PROBLEM TO WORK ON: Using the obituary below, explain in one to three sentences what made it possible for Rando Bertoia to open a watch and jewellery business after he returned to Glasgow.

Survivor of the Arandora Star;
Born: July 13, 1920; Died :October 11, 2013.
Rando Nilo Bertoia, who has died aged 93, was the last Italian survivor of the Arandora Star, the ship that was torpedoed by a German U boat in 1940 with 712 Italian internees aboard. His passing marks the closing of an era. He was one of the last physical manifestation of the sinking; the custodian of the living memory.
He was born in Montereale Valcellina, in the province of Pordenone, Friuli, Italy. Following in the footsteps of the famous terrazzo and mosaic workers, all of whom came from Pordenone, his father, Ermenegildo, emigrated in 1914 having been called to work for the Toffolo family, who were already established in Glasgow.
Rando grew up in Glasgow, attending Abbotsford School and later joined his father, working in terrazzo for Toffolo, later Toffolo Jackson.
When Italy declared war on the allies on June 2, 1940, at 4 am, the following morning both Rando and his father were arrested as enemy aliens, under Churchill's "Collar the Lot" edict. They were taken to Maryhill Barracks and then to Milton Bridge Camp near Edinburgh and from there to the disused Warth Mills, in Lancashire, the collecting point for Italians from all over Britain.
Neither a member of the fascist party nor an activist within the Italian community, Mr Bertoia always remained perplexed by his selection for deportation rather than internment on the Isle of Man, where the supposedly less dangerous characters were destined to spend the war years, including his own father.
Bound for Canada, the Arandora Star set sail from Liverpool on July 1 1940 with 712 Italians aboard. The following morning she was torpedoed northwest of Ireland by a German U boat, and sank with the loss of 446 Italian lives. Of the 266 Italians rescued, 200 were considered fit enough to be transported once again to Liverpool. Mr Bertoia was one of these survivors subsequently despatched on July 10 aboard the Dunera, heading for Australia, via stops at Freetown, Sierra Leone, Takoradi, Ghana and at Cape Town, a voyage of 55 days under the most appalling conditions and harrowing brutality.
Life in the internment camps near both Melbourne and Adelaide was relatively pleasant however, and for the young Rando gave him an opportunity to take classes in Italian, wood-working and drawing. It was during his time imprisoned mostly at Tatura camp, near Melbourne, he indulged his passion for mechanical things and acquired watch making skills.
From 1943, the Italians were able to leave the camps on a daily basis and, in Adelaide, Mr Bertoia found work with a terrazzo firm from his region of Italy. On returning to Glasgow in 1946 aboard the Mauretania, he put the training gained in Australia to good use and, along with his younger, Scottish-born brother, Oriente, opened a watch and jewellery business on Victoria Road in Glasgow. The family ran the business for over half a century, Mr Bertoia still working well into his 80s.
During internment, strong bonds were formed among the Italians and Mr Bertoia made life-long friends with some London Italians, to whom he was known as Berty. He travelled from Glasgow annually to attend the commemorative mass at St Peter's Italian Church in Clerkenwell to mark the sinking of the Arandora Star and to spend time again with his dear friends Luigi Beschizza, Nick Cua, Peter Beschizza, and Gino Guarnieri.

ITEMS:

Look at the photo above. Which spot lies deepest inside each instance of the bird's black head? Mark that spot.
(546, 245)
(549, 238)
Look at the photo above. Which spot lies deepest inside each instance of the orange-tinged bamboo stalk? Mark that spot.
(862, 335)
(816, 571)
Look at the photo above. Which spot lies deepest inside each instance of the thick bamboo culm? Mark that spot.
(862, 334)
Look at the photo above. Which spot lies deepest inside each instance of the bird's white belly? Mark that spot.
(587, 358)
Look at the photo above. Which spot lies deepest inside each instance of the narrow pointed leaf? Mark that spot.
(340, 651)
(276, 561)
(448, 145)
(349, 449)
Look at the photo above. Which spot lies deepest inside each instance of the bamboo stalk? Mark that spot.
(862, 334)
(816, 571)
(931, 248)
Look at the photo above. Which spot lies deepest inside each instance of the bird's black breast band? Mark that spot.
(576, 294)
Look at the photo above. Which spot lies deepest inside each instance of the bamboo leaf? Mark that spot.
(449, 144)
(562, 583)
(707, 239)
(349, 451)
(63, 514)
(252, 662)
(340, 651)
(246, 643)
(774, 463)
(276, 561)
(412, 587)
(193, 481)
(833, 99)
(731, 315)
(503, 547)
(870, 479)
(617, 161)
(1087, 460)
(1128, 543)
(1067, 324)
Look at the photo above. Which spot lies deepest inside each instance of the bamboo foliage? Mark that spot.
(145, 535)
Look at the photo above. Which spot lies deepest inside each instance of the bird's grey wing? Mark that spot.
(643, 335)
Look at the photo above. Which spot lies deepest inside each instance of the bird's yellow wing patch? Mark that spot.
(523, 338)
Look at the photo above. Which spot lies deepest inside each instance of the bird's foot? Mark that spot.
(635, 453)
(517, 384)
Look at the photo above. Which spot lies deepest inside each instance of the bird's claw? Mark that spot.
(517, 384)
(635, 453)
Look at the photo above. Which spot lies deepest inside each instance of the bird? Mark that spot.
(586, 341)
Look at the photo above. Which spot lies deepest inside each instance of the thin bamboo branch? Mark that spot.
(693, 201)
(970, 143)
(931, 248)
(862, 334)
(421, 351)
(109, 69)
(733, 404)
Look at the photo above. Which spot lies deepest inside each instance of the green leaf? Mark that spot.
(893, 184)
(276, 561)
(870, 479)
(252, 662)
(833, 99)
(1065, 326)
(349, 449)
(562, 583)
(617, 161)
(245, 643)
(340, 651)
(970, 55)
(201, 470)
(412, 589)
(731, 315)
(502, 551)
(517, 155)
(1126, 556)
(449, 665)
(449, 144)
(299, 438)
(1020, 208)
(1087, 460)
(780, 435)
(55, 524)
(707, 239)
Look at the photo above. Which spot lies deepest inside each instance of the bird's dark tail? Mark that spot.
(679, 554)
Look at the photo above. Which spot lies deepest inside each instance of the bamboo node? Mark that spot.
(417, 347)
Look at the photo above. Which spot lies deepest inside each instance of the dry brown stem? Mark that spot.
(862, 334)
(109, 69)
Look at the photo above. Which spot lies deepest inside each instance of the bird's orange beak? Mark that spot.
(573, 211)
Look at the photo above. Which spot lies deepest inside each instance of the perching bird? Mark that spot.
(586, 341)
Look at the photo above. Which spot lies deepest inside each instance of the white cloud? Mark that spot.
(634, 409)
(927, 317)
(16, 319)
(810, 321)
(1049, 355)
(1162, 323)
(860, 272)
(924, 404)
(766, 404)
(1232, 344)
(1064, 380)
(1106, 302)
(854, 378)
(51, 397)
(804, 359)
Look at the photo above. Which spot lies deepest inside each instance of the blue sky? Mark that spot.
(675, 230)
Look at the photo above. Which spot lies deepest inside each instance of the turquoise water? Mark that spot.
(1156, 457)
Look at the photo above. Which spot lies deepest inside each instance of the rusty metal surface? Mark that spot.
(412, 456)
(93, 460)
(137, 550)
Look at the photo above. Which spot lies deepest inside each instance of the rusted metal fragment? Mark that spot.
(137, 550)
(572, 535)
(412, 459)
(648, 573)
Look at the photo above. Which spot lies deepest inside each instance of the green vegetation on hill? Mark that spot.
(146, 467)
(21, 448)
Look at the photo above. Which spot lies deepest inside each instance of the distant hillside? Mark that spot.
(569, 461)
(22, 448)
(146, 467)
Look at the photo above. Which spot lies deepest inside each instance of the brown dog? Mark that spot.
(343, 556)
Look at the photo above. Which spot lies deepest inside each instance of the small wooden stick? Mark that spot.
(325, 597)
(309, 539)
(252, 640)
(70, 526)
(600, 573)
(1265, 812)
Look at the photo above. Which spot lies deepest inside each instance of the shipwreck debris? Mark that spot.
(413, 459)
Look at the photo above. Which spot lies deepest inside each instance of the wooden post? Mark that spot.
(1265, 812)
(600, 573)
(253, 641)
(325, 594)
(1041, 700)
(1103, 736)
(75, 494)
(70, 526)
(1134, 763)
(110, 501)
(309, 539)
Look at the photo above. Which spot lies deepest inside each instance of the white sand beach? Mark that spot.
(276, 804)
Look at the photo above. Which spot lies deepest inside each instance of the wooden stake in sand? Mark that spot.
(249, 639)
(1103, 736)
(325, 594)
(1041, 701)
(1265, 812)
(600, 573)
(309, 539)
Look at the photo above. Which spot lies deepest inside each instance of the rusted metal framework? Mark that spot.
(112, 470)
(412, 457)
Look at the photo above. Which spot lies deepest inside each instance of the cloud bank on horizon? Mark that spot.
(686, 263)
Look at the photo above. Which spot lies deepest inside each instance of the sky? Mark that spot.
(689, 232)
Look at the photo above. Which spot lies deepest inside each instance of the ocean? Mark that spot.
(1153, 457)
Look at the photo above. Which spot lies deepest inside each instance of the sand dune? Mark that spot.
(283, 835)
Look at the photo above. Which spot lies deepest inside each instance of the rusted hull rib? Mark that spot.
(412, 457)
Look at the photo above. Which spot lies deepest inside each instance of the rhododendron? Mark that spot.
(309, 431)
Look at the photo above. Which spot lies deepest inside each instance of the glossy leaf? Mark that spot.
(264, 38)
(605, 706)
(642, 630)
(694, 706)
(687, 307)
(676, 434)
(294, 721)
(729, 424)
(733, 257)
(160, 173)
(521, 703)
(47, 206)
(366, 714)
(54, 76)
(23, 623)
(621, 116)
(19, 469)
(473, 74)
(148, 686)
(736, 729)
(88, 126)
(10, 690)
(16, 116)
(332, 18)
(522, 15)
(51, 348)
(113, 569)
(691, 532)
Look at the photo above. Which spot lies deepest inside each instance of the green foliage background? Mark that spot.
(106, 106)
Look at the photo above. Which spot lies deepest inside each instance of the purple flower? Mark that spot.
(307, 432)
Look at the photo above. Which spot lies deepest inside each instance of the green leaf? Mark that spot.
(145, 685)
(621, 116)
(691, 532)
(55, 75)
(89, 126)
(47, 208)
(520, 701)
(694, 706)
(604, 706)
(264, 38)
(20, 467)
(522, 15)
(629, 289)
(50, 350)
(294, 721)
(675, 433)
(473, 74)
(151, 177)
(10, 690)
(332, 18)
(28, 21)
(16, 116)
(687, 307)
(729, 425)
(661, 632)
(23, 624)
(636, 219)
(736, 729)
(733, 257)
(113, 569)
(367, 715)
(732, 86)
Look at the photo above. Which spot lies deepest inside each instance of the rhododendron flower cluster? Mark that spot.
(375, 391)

TASK SOLUTION: While interned, mostly at Tatura camp near Melbourne, he indulged his passion for mechanical things and acquired watch making skills. On returning to Glasgow in 1946, he put that training to good use and opened the business on Victoria Road with his younger brother, Oriente.